▸ **What is being asked**
Work through the data line by line, gathering every line that has the word "light".

▸ **Input material**

<<<<

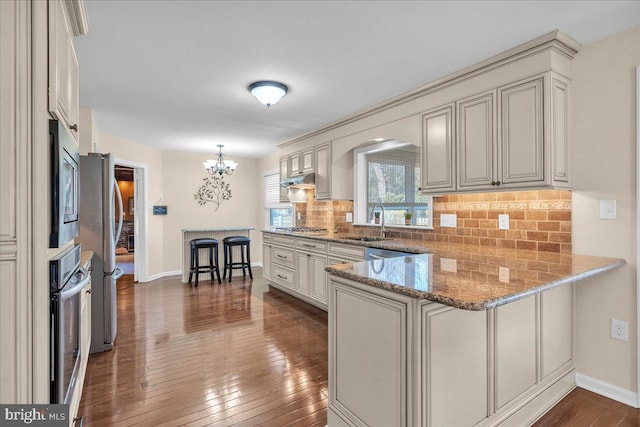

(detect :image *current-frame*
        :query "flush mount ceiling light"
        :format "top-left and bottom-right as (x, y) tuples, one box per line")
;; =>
(203, 144), (237, 176)
(248, 80), (288, 108)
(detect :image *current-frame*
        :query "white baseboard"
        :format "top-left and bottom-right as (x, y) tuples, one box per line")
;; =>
(252, 262), (263, 268)
(144, 270), (181, 282)
(575, 372), (638, 408)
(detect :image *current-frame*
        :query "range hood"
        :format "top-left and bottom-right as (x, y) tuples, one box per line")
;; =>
(280, 172), (315, 189)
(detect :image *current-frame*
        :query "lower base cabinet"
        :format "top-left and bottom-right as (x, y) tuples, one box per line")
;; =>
(328, 276), (575, 427)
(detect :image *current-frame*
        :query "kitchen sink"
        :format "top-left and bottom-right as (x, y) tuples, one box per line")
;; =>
(343, 236), (387, 242)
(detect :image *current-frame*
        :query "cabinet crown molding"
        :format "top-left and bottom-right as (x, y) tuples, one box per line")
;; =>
(277, 29), (581, 149)
(63, 0), (89, 35)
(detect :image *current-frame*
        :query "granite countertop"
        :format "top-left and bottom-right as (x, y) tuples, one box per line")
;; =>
(262, 229), (625, 310)
(183, 227), (256, 232)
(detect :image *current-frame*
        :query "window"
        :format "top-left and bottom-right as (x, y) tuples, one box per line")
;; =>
(264, 172), (292, 227)
(355, 141), (433, 227)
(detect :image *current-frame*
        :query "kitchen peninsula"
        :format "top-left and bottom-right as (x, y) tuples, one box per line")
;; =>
(262, 229), (624, 426)
(322, 239), (623, 427)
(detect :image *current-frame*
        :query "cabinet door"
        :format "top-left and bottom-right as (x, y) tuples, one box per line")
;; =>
(48, 0), (79, 141)
(314, 143), (331, 200)
(457, 91), (496, 190)
(301, 148), (315, 174)
(310, 254), (328, 303)
(290, 152), (301, 176)
(495, 295), (537, 410)
(279, 155), (289, 202)
(262, 244), (272, 280)
(499, 78), (544, 186)
(550, 74), (570, 186)
(420, 104), (455, 192)
(422, 304), (488, 426)
(296, 252), (311, 295)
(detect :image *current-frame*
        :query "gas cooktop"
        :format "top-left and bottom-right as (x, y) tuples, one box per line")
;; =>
(275, 226), (328, 234)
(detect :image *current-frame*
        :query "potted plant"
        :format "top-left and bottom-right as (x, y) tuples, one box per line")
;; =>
(374, 211), (381, 224)
(404, 211), (412, 226)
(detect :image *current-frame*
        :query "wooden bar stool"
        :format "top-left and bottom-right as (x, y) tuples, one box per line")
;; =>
(188, 238), (221, 287)
(222, 236), (252, 282)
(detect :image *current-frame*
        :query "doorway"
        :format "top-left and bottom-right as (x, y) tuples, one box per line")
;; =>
(114, 158), (148, 283)
(115, 165), (135, 278)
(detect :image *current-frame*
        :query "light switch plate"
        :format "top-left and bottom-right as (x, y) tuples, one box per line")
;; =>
(600, 200), (616, 219)
(498, 214), (510, 230)
(440, 214), (457, 228)
(440, 258), (457, 273)
(346, 212), (353, 223)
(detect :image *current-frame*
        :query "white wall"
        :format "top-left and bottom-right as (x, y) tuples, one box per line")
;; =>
(161, 150), (261, 272)
(97, 131), (165, 278)
(572, 26), (639, 393)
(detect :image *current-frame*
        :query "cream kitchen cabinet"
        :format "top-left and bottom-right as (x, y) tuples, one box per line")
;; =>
(263, 233), (366, 310)
(420, 104), (456, 192)
(314, 142), (332, 200)
(278, 155), (289, 202)
(49, 0), (80, 142)
(290, 148), (314, 176)
(262, 235), (273, 280)
(296, 251), (328, 303)
(421, 72), (571, 194)
(327, 275), (576, 427)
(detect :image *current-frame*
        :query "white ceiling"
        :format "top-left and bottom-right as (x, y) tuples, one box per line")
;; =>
(75, 1), (639, 158)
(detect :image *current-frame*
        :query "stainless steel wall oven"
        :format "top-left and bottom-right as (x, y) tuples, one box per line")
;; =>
(50, 244), (90, 404)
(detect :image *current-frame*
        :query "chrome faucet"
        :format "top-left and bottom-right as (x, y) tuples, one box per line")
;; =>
(370, 204), (387, 238)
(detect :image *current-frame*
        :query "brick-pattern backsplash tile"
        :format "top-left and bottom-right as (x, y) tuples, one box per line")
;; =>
(295, 189), (571, 252)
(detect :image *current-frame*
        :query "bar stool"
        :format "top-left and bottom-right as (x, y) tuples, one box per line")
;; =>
(188, 238), (221, 287)
(222, 236), (252, 282)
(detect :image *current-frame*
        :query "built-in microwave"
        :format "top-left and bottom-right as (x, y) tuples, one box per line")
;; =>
(50, 120), (80, 248)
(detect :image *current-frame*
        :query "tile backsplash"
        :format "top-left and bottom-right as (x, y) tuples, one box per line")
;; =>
(295, 189), (571, 252)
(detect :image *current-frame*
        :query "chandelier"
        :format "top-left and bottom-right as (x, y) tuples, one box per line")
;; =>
(203, 145), (238, 176)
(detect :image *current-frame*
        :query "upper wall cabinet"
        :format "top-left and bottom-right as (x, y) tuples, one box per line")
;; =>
(290, 148), (314, 176)
(420, 72), (571, 194)
(279, 155), (289, 202)
(420, 104), (456, 192)
(314, 142), (331, 200)
(49, 0), (81, 142)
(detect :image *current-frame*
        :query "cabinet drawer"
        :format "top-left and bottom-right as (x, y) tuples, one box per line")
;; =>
(272, 234), (296, 246)
(263, 233), (273, 242)
(272, 265), (296, 289)
(328, 243), (365, 260)
(296, 238), (328, 253)
(272, 247), (295, 267)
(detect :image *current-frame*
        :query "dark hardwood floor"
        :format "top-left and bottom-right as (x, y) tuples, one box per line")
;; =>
(79, 271), (639, 426)
(533, 387), (639, 427)
(78, 272), (328, 426)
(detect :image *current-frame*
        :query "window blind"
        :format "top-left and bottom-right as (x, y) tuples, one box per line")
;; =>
(264, 173), (286, 208)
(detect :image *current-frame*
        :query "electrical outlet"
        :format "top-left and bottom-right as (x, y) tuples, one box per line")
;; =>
(499, 266), (510, 283)
(611, 318), (628, 341)
(346, 212), (353, 223)
(499, 214), (510, 230)
(440, 214), (457, 228)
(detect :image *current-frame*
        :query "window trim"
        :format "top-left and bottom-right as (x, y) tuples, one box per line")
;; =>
(354, 140), (434, 229)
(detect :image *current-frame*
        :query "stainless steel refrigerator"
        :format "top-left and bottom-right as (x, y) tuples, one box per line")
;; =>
(79, 153), (124, 354)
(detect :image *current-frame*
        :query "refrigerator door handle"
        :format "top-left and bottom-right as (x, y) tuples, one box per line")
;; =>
(114, 180), (124, 247)
(113, 266), (124, 280)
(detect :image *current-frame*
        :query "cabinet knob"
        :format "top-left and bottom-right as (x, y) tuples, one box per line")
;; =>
(491, 181), (496, 186)
(86, 289), (91, 294)
(496, 181), (501, 186)
(70, 124), (78, 132)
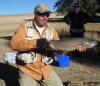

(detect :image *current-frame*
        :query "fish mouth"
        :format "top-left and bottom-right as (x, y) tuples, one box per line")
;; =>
(96, 41), (100, 46)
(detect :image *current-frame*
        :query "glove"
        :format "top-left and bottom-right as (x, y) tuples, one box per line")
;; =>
(37, 38), (50, 49)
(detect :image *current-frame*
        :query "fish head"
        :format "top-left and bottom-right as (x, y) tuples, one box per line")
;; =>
(84, 40), (97, 48)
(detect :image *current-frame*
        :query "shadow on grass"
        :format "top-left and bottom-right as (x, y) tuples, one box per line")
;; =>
(48, 18), (64, 22)
(0, 36), (12, 40)
(0, 36), (12, 48)
(48, 16), (100, 23)
(0, 63), (19, 86)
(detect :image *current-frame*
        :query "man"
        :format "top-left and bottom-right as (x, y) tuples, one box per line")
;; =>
(10, 3), (86, 86)
(64, 3), (90, 37)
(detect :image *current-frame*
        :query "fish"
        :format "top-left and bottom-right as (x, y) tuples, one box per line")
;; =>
(49, 37), (97, 53)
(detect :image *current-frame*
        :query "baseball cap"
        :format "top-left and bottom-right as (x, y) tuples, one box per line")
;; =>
(34, 3), (52, 13)
(74, 3), (80, 7)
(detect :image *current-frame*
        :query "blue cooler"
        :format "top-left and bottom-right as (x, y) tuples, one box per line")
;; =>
(55, 52), (70, 67)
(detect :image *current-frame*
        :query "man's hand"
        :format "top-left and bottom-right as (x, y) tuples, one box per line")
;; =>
(76, 44), (86, 52)
(37, 38), (50, 49)
(49, 44), (54, 49)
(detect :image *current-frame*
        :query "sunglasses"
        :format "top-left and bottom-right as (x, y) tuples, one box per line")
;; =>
(37, 12), (50, 17)
(74, 6), (80, 8)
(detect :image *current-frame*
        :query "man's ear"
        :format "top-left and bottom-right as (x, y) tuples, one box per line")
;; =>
(34, 11), (37, 17)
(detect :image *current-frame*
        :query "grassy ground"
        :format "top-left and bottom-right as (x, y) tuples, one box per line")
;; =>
(0, 13), (100, 86)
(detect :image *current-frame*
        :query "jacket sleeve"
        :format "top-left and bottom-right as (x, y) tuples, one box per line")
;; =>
(10, 24), (37, 51)
(63, 12), (71, 25)
(83, 12), (91, 24)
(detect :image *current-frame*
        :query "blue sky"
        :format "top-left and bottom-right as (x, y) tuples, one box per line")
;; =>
(0, 0), (57, 15)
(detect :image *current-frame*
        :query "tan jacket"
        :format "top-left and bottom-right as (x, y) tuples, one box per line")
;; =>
(10, 20), (60, 80)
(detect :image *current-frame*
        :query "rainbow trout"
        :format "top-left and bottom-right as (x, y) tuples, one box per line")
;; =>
(49, 37), (97, 52)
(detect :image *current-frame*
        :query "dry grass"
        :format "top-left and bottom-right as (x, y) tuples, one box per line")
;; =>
(0, 13), (100, 86)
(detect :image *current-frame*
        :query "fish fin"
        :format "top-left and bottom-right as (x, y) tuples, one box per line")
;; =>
(66, 52), (74, 56)
(56, 51), (64, 54)
(62, 51), (68, 55)
(56, 51), (73, 56)
(57, 51), (75, 56)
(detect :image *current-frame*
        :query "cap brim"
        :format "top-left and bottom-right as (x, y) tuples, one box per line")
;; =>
(37, 11), (52, 14)
(44, 11), (52, 13)
(47, 11), (52, 13)
(48, 11), (52, 13)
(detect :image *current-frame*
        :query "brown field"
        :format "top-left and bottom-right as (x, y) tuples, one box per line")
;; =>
(0, 13), (100, 86)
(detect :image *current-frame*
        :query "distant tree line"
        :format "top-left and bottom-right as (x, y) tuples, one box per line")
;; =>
(54, 0), (100, 17)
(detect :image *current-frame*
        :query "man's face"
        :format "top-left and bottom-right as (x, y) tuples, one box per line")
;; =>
(34, 12), (50, 27)
(74, 5), (80, 13)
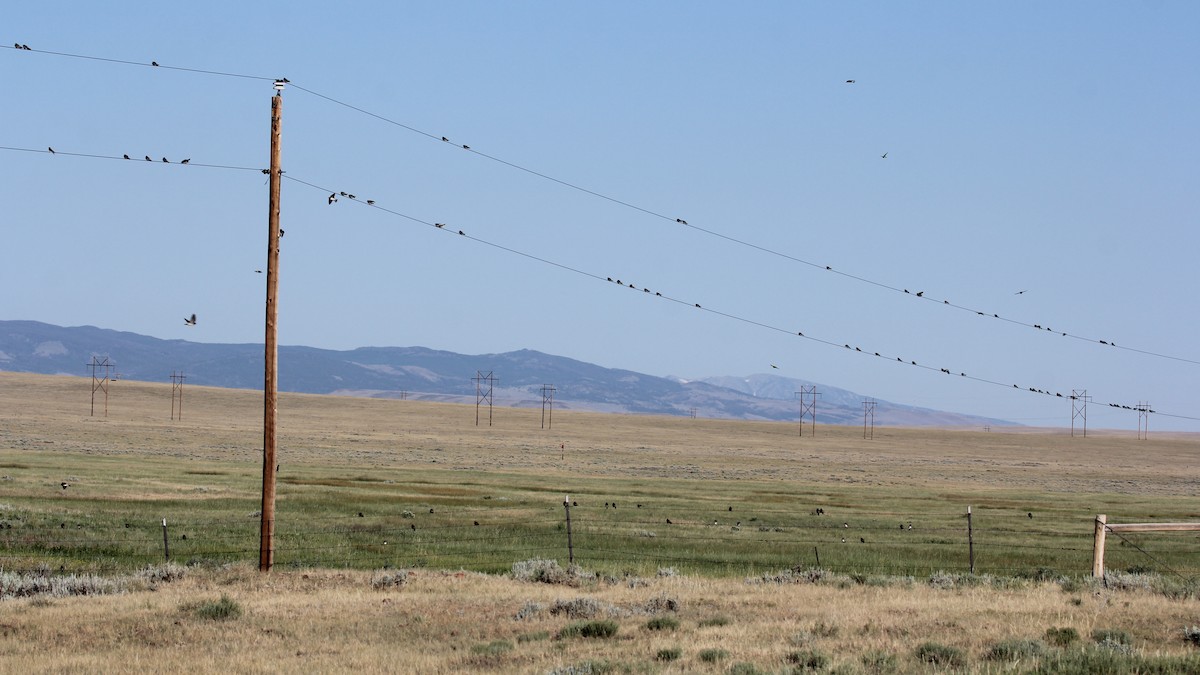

>>>>

▸ **Result of this task**
        :query "flush mount ceiling light"
        :query "light switch plate"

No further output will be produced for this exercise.